(Excerpt from a dataset)
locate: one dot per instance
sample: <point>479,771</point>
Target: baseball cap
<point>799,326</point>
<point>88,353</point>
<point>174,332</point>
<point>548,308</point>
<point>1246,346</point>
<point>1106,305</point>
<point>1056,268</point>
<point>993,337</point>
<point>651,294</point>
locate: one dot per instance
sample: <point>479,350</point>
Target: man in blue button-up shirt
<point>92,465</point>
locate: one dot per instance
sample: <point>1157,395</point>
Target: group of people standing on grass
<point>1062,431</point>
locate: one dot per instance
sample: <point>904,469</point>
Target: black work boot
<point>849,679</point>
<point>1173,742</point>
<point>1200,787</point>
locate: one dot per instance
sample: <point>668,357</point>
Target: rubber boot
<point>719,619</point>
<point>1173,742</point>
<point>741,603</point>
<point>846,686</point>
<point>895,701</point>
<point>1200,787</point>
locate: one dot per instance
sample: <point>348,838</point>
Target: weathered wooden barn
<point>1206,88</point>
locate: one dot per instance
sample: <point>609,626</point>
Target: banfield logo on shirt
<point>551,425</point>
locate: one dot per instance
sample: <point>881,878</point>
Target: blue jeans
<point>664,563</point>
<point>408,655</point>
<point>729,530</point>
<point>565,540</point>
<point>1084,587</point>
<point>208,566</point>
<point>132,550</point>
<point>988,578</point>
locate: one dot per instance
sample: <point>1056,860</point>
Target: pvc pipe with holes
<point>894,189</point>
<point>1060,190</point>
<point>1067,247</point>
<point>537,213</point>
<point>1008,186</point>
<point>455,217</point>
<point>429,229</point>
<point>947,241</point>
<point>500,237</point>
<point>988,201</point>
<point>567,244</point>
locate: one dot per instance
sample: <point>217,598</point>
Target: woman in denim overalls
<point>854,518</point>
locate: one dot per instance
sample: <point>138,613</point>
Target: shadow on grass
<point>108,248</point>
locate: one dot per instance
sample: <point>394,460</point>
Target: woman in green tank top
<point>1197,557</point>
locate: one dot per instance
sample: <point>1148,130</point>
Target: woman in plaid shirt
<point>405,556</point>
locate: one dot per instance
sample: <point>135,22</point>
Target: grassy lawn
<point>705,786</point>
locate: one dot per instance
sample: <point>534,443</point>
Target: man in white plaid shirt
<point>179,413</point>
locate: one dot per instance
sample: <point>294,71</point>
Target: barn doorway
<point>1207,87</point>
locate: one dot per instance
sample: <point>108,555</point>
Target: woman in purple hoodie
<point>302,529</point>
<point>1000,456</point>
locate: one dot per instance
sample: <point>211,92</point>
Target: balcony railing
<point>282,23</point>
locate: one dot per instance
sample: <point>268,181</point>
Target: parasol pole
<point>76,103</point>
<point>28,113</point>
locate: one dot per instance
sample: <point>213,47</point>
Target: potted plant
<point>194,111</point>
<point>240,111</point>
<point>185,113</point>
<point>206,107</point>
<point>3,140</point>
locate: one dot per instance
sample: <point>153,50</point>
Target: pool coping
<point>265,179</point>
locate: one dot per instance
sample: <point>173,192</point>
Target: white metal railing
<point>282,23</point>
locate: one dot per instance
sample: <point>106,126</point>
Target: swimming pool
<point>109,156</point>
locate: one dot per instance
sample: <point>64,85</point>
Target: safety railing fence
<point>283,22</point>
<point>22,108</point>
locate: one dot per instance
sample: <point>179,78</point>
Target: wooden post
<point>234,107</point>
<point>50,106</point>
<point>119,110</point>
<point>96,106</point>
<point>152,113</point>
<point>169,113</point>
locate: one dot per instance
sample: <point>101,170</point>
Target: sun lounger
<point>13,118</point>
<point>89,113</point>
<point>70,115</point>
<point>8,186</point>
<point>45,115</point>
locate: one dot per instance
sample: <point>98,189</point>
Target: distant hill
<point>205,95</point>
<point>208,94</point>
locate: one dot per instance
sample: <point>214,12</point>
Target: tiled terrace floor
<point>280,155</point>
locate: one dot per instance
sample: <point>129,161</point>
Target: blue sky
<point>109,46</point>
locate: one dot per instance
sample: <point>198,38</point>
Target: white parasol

What is required
Put the data from its start through the line containing "<point>108,248</point>", both included, into a CSV with the columns input and output. Place each text in input and its answer in output, one pair per row, with every field quoted and line breaks replaced by spaces.

Result
input,output
"locate: one dot per instance sample: <point>479,771</point> Target: baseball cap","<point>799,326</point> <point>88,353</point> <point>174,332</point> <point>548,308</point> <point>1246,346</point> <point>1106,305</point> <point>1056,268</point> <point>993,337</point> <point>651,294</point>"
"locate: one dot per instance sample: <point>479,350</point> Target: man in blue button-up shirt","<point>92,465</point>"
"locate: one dot per instance sample: <point>1157,395</point> Target: group of people standing on grass","<point>1062,431</point>"
"locate: one dot per instance sample: <point>904,469</point> Target: black work boot","<point>849,679</point> <point>1173,742</point> <point>1200,787</point>"
"locate: one dot per instance sample: <point>668,357</point> Target: rubber boot","<point>719,619</point> <point>1173,742</point> <point>741,603</point> <point>846,686</point> <point>895,701</point> <point>1200,787</point>"
"locate: one dot per instance sample: <point>348,838</point> Target: weathered wooden barn","<point>1206,88</point>"
"locate: one dot per instance sample: <point>609,626</point> Target: banfield logo on shirt","<point>551,425</point>"
"locate: one dot per instance sample: <point>881,878</point> Target: blue jeans","<point>664,563</point> <point>408,655</point> <point>729,530</point> <point>565,540</point> <point>1084,587</point> <point>208,566</point> <point>132,550</point> <point>988,578</point>"
"locate: one dot per instance sample: <point>1056,860</point> Target: pvc pipe with holes","<point>894,189</point> <point>1060,190</point> <point>1067,247</point> <point>537,213</point> <point>1008,186</point> <point>455,217</point> <point>429,229</point> <point>947,241</point> <point>500,237</point> <point>988,201</point> <point>567,244</point>"
"locate: one dot per instance sample: <point>217,598</point> Target: woman in denim overalls","<point>854,518</point>"
"locate: one dot per instance sample: <point>138,613</point> Target: shadow on grass","<point>108,248</point>"